### TEXT BLOCK
★ ★ ★

Other materials may also be included in the catalyst composition of the improved catalytic anode as long as the materials do not affect the performance or the stability of the electrode in the processes and apparatus of the invention. For example, various binders and extenders which are well-known in the art may be used in the catalytic anode. Extenders are generally materials having good conductivity and may contribute to the stability, life, porosity, conductivity and the like of the catalyst material. One such conductive extender has been found to be graphite and may be used in an amount up to 30% by weight of the composition. In other cases, it has been found advantageous to use a binder to bond the catalyst materials, that is the alloys or mixtures, such as the ternary alloy, to the solid polymer electrolyte membrane. Binders are well-known in the art and include polytetrafluoroethylene particles which may be mixed with a mixture or alloy of the at least two platinum group metal-containing compounds and the at least one valve metal-containing compound prior to fixing the material to the solid polymer electrolyte membrane or prior to casting the catalytic electrode, whichever technique is used for mounting the electrode to the solid polymer electrolyte membrane.

★ ★ ★

### STATED TASK 1
According to the catalytic anode passage, up to how much of the composition by weight may graphite make up?

### INPUT
★ ★ ★

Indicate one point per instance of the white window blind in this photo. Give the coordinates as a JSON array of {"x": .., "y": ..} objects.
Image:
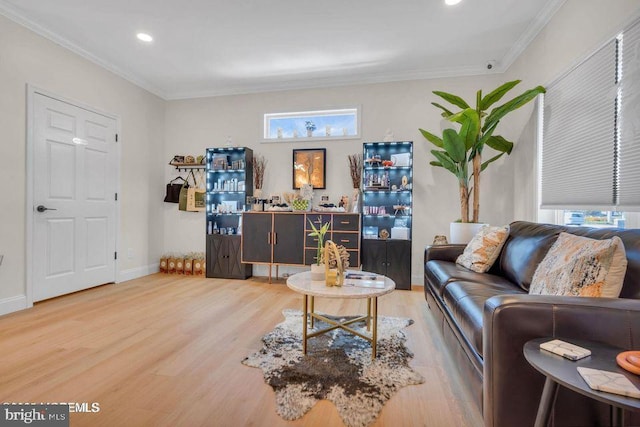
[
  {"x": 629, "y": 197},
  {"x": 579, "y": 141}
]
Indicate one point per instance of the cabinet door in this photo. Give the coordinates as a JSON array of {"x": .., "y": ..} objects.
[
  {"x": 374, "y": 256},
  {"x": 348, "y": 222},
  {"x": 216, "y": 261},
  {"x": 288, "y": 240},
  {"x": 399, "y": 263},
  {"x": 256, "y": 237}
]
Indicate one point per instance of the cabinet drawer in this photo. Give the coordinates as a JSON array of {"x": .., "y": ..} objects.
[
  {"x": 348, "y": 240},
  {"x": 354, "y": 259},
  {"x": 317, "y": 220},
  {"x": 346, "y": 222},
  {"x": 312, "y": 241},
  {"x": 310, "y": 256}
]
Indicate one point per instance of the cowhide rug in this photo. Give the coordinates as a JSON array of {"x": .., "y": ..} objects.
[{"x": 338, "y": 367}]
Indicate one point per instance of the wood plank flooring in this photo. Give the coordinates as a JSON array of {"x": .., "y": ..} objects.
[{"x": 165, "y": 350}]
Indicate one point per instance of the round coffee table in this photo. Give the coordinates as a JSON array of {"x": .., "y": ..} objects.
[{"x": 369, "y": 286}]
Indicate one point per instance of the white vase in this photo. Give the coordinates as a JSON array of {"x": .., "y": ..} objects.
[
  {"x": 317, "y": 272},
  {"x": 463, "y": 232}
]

★ ★ ★

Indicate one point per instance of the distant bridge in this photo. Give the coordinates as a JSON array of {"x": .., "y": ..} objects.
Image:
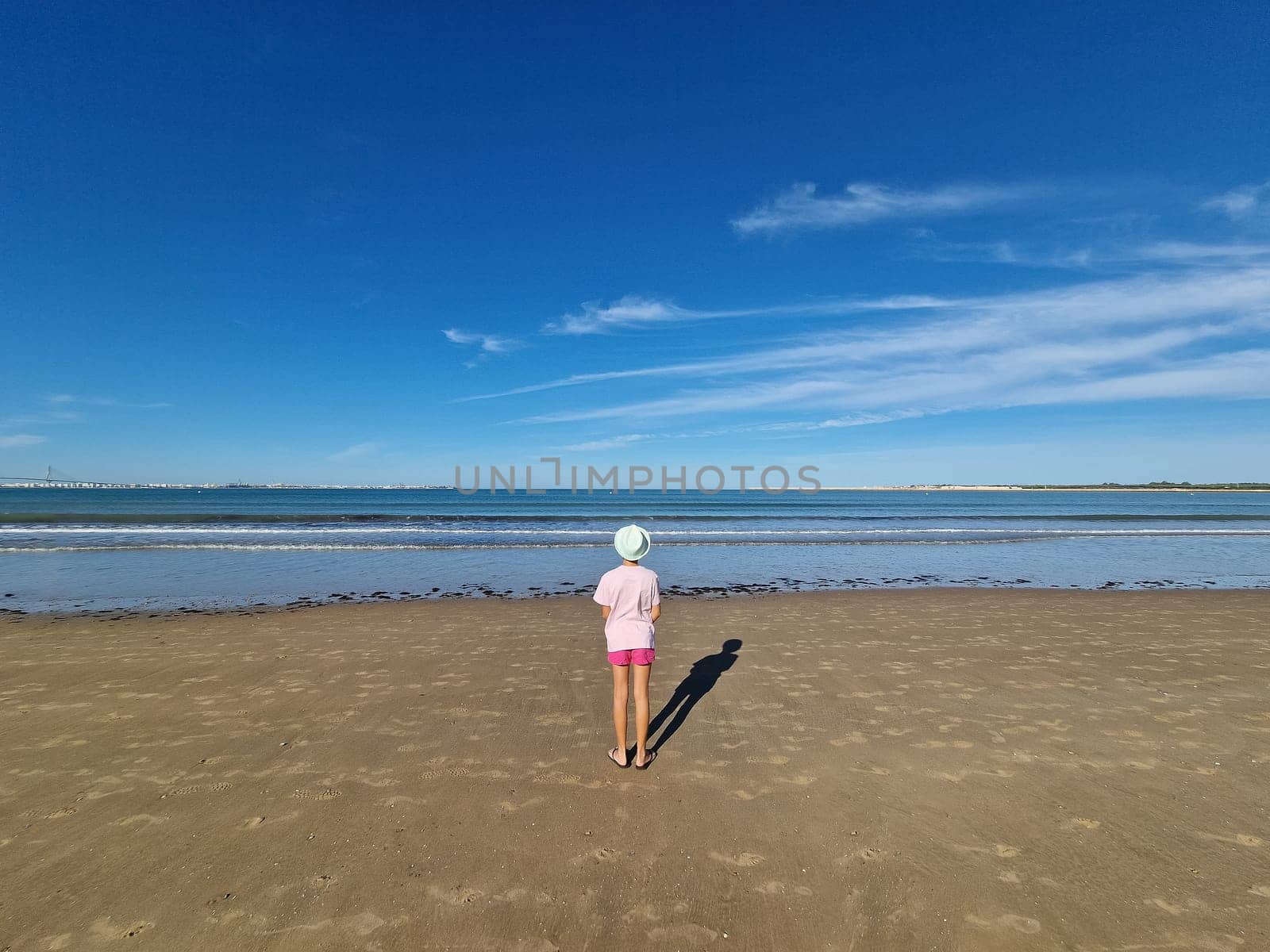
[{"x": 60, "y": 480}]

★ ★ ★

### STATED TASK 2
Identify every line in the entries that contains the word "cabinet" and copy each of those lines.

### EXERCISE RESPONSE 1
Up to 30% by weight.

### EXERCISE RESPONSE 2
Indicate one point per instance of the cabinet door in this photo. Give the coordinates as a JSON array of {"x": .., "y": ..} objects.
Indicate one point per instance of the cabinet drawer in this photo. Give the coordinates as a JSON array of {"x": .., "y": ..} objects.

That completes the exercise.